Source records START

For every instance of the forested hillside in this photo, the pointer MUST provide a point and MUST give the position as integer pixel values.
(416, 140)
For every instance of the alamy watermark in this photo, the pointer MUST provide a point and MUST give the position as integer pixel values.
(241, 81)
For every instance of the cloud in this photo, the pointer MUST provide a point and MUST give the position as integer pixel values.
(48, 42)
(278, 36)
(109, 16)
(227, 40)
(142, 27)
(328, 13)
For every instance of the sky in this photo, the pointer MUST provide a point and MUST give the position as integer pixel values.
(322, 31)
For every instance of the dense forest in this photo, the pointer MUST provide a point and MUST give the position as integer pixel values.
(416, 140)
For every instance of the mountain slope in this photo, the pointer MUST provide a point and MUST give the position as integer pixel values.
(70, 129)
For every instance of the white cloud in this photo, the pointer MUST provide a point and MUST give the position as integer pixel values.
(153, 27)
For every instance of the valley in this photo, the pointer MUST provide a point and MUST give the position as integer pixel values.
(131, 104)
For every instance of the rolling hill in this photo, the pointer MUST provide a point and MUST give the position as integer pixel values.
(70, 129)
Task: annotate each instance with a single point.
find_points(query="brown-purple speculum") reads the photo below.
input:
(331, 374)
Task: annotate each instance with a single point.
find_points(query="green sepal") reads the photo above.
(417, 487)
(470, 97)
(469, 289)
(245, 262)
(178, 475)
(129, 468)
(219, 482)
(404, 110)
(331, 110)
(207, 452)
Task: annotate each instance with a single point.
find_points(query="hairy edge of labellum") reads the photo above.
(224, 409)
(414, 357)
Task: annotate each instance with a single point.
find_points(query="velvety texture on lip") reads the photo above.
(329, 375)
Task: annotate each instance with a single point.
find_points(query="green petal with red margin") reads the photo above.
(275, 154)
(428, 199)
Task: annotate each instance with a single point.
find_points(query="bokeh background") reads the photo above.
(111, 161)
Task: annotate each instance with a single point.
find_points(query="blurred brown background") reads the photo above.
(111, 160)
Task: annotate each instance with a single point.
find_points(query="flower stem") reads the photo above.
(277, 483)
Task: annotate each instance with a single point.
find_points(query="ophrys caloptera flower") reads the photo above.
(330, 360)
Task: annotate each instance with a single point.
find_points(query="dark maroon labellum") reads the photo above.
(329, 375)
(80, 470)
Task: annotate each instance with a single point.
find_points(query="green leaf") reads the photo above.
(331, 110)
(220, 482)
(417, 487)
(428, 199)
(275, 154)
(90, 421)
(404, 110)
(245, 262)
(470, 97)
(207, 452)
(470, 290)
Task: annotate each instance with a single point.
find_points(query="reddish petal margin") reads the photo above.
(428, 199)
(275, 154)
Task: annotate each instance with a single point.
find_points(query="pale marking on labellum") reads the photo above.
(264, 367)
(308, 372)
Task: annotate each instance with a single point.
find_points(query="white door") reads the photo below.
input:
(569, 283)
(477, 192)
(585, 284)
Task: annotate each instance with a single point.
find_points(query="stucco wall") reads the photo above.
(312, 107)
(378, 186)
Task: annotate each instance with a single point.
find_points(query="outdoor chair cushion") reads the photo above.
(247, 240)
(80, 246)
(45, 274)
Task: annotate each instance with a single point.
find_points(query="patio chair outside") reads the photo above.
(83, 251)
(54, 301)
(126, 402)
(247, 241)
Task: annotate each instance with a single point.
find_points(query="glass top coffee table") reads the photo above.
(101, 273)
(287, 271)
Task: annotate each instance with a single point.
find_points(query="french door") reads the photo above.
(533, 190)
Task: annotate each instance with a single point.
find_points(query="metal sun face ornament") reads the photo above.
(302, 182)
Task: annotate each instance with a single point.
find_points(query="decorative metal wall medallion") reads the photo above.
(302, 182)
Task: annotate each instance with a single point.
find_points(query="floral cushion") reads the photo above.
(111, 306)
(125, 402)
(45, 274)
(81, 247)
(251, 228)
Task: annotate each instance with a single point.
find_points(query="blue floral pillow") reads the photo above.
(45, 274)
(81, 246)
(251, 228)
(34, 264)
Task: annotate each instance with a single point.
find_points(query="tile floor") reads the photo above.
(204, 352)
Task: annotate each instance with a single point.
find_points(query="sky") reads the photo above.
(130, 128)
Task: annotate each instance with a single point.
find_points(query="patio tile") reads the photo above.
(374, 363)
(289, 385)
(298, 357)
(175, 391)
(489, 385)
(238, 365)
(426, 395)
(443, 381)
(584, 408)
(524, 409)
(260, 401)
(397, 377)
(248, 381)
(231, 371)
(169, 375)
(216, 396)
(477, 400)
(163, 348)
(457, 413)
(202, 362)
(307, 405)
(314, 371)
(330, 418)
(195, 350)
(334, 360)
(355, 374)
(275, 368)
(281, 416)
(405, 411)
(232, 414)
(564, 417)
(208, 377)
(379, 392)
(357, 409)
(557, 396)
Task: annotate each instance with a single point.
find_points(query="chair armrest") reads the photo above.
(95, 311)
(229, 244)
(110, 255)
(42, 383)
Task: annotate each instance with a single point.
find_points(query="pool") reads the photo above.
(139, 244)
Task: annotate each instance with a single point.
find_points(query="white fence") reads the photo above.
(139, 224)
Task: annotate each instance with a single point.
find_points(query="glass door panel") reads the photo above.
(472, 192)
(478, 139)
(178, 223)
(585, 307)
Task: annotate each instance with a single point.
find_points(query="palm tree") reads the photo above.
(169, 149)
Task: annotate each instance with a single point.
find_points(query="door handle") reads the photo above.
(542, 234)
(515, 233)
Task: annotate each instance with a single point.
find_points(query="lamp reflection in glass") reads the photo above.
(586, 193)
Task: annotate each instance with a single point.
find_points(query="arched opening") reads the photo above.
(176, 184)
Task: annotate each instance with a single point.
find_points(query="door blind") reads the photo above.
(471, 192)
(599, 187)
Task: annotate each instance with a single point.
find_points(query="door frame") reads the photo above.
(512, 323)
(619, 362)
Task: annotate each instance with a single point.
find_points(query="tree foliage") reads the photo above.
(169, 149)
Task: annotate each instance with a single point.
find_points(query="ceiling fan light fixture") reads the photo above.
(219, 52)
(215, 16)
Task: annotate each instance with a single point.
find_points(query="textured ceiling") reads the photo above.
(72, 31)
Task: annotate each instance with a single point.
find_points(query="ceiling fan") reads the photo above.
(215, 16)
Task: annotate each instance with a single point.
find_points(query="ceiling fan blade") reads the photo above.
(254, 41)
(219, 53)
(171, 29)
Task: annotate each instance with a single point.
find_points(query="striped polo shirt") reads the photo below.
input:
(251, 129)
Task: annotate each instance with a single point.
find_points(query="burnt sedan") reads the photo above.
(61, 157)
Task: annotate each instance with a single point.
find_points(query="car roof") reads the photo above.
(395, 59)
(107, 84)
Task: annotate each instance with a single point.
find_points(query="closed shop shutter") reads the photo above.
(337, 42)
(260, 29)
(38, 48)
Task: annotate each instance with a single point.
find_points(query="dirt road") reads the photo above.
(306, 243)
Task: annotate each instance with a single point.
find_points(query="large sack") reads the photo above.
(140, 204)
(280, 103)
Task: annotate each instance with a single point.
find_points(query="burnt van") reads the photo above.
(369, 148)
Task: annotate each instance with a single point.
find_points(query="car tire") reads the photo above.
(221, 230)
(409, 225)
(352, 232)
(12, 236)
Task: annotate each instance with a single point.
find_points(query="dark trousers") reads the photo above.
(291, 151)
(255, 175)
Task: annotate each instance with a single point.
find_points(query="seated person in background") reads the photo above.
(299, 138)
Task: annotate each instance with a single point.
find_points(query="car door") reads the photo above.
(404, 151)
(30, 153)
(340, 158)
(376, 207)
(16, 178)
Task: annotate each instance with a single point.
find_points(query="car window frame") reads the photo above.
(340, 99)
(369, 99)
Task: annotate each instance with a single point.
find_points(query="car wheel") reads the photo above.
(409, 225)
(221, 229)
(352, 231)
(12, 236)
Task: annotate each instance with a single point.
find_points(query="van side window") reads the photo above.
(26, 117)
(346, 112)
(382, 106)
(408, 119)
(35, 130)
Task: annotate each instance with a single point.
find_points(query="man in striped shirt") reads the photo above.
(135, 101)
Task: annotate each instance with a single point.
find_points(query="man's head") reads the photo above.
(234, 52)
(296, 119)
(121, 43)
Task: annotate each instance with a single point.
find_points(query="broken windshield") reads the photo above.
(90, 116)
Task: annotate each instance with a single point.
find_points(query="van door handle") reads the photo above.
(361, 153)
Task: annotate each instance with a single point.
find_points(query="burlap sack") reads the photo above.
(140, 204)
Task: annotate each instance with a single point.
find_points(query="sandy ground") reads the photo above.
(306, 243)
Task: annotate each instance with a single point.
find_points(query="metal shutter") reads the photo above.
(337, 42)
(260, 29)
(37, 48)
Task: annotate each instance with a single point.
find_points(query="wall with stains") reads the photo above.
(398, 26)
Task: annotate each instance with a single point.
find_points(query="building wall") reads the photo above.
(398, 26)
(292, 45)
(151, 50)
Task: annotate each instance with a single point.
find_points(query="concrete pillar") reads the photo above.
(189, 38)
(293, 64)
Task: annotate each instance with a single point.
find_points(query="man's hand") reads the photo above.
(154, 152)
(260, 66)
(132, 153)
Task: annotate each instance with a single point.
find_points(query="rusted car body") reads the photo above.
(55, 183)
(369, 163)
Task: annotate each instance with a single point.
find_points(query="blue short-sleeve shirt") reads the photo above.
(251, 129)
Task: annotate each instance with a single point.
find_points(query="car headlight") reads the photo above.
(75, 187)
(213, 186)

Source records END

Work required
Read through the entries and copy every line that includes "below".

Solution to this exercise
find_points(query="brown-purple speculum") reads the photo below.
find_points(query="white door") reads the photo below.
find_points(query="striped polo shirt") reads the photo below.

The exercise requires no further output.